# Extrait proposé
=-=-=
Éternel retour en deuxième division en 1991, avec de valeureux anonymes qui se maintiennent grâce à leur seul courage sous la férule de l’entraîneur Leflochmoan et sous la présidence de Francis Roumy. Pascal Urano, un entrepreneur de la région, reprend ensuite le club entraîné par l’ex-Stéphanois Christian Sarramagna. Leurs efforts conjugués n’empêchent pas Sedan de retomber en National après un passage éclair en division 1 et le début de rénovation du Stade Émile Albeau qui deviendra le Stade Louis Dugauguez. Bruno Metsu, le chti, prend le club en main et, avec une armée de footballeurs chômeurs, refait monter le club en deuxième division au coude à coude avec l’E.S Wasquehal, mais l’accession leur est refusée pour manque de garanties financières. Sedan ne renonce pas et c’est maintenant Patrick Rémy qui s’y colle, rejoignant la valse des entraîneurs et des dirigeants. Et c’est le miracle. En 1999, Sedan dispute une nouvelle finale de coupe de France (perdue contre Nantes) et retrouve la première division.
En trouble-fête, Sedan, qu’on n’attendait plus à pareil échelon, fait déjouer les cadors du championnat avec un effectif moyen, s’attribue les places d’honneur et retrouve l’Europe et la coupe de l’UEFA. Le club ouvrier en faillite relève la tête et la valse des entraîneurs se poursuit : Alex Dupont, Henri Stambouli, Dominique Bathenay… Sur le terrain, pas de grands noms mais un pack soudé, un gardien chroniqueur sur Téléfoot (Sachy) et quelques petits nouveaux (Mionnet, Capron, N’Diefi).
=-=-=
# Données fournies
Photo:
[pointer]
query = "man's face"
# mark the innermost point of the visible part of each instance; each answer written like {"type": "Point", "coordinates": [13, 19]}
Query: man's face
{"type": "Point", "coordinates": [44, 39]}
=-=-=
# Consigne
Reproduisez fidèlement le passage de l'extrait sur le club de Sedan qui commence par « En trouble-fête, Sedan, qu’on » et se poursuit jusqu'à « (Mionnet, Capron, N’Diefi). ».

# Résultat obtenu
En trouble-fête, Sedan, qu’on n’attendait plus à pareil échelon, fait déjouer les cadors du championnat avec un effectif moyen, s’attribue les places d’honneur et retrouve l’Europe et la coupe de l’UEFA. Le club ouvrier en faillite relève la tête et la valse des entraîneurs se poursuit : Alex Dupont, Henri Stambouli, Dominique Bathenay… Sur le terrain, pas de grands noms mais un pack soudé, un gardien chroniqueur sur Téléfoot (Sachy) et quelques petits nouveaux (Mionnet, Capron, N’Diefi).